▶ [SOURCE]:
<<<<
In this scenario, UUI is inserted by an application which utilizes a SIP redirect server. The UUI is then included in the INVITE request sent by the originating UA to the terminating UA. In this case, the originating UA does not necessarily need to support the UUI mechanism but does need to support the SIP redirection mechanism used to include the UUI data. Two examples of UUI with redirection (transfer and diversion) are defined in [ANSII] and [ETSI].

Note that this case may not precisely map to an equivalent ISDN service use case. This is because there is no one-to-one mapping between elements in a SIP network and elements in an ISDN network. Also, there is not an exact one-to-one mapping between SIP call control and ISDN call control. However, this should not prevent the usage of SIP call control UUI in these cases. Instead, these slight differences between the SIP UUI mechanism and the ISDN service need to be carefully noted and discussed in an interworking specification.

Figure 2 shows this scenario, with the Redirect inserting UUI which is then included in the INVITE request F4 send to the terminating UA.

         Originating UA        Redirect Server      Terminating UA
                |                    |                    | 
                |          INVITE F1 |                    | 
                |------------------->|                    | 
                | 302 Moved (UUI) F2 |                    | 
                |<-------------------|                    | 
                |            ACK F3  |                    | 
                |------------------->|                    | 
                |  INVITE (UUI) F4   |                    | 
                |  200 OK F5                              | 
                |  ACK F6                                 | 

Figure 2. Call flow with UUI exchanged between Redirect Server and Terminating UA.

A common example application of this call flow is an Automatic Call Distributer (ACD) in a PSTN contact center. The originator would be a PSTN gateway. The ACD would act as a Redirect Server, inserting UUI based on called number, calling number, time of day, and other information. The resulting UUI would be passed to the agent's handset which acts as the terminating UA. The UUI could be used to lookup information for rendering to the agent at the time of call answering.

This redirection scenario, and the referral scenario in the next section, are the most important scenarios for contact center applications. Incoming calls to a contact center almost always are redirected or referred to a final destination, sometimes multiple times, based on collected information and business logic. The ability to pass along UUI in these call redirection scenarios is critical.

2.4. Referral

In this scenario, the application uses a UA to initiate a referral, which causes an INVITE request to be generated between the originating UA and terminating UA with UUI data inserted by the Referrer UA. Note that this REFER method [RFC3515] could be part of a transfer operation or it might be unrelated to an existing call, such as out-of-dialog REFER request. In some cases, this call flow is used in place of the redirection call flow:  the referrer immediately answers the call and then sends the REFER request.  This scenario is shown in Figure 3.

          Originating UA           Referrer           Terminating UA
                |                    |                    | 
                |  REFER (UUI) F1    |                    | 
                |<-------------------|                    | 
                |  202 Accepted F2   |                    | 
                |------------------->|                    | 
                |  INVITE (UUI) F3   |                    | 
                | NOTIFY (100 Trying) F4                  | 
                |------------------->|                    | 
                |         200 OK F5  |                    | 
                |<-------------------|                    | 
                |  200 OK F6                              | 
                |  ACK F7                                 | 
                | NOTIFY (200 OK) F8 |                    | 
                |------------------->|                    | 
                |        200 OK F9   |                    | 
                |<-------------------|                    | 

Figure 3. Call flow with Referral and UUI.
>>>>
▶ [EXERCISE 1]:
Quote the rows word for word, starting with the row line containing "leg, one point per instance." and continuing through the last line of the rows.

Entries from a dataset
<<<<
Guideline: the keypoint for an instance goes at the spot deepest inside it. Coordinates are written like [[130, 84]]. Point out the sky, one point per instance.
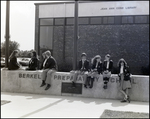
[[22, 22]]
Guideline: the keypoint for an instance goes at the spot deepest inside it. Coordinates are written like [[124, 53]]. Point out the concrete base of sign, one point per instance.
[[20, 81]]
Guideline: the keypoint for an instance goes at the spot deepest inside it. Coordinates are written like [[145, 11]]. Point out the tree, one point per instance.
[[13, 45]]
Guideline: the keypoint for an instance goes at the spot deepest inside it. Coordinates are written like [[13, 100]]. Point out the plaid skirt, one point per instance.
[[125, 84]]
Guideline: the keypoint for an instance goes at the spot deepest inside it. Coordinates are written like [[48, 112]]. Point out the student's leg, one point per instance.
[[92, 79], [123, 90], [49, 78], [86, 79], [75, 78], [44, 75]]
>>>>
▶ [EXERCISE 2]:
Print, without any changes, the part of the passage on UUI in SIP call flows that opens with the words containing "2.4. Referral" and closes with "in Figure 3.".

▶ [EXERCISE OUTPUT 1]:
Guideline: the keypoint for an instance goes at the spot deepest inside it. Coordinates are written like [[48, 112]]. Point out the student's leg, one point per instance.
[[92, 79], [123, 90], [49, 78], [86, 79], [75, 78], [44, 75]]

▶ [EXERCISE OUTPUT 2]:
2.4. Referral

In this scenario, the application uses a UA to initiate a referral, which causes an INVITE request to be generated between the originating UA and terminating UA with UUI data inserted by the Referrer UA. Note that this REFER method [RFC3515] could be part of a transfer operation or it might be unrelated to an existing call, such as out-of-dialog REFER request. In some cases, this call flow is used in place of the redirection call flow:  the referrer immediately answers the call and then sends the REFER request.  This scenario is shown in Figure 3.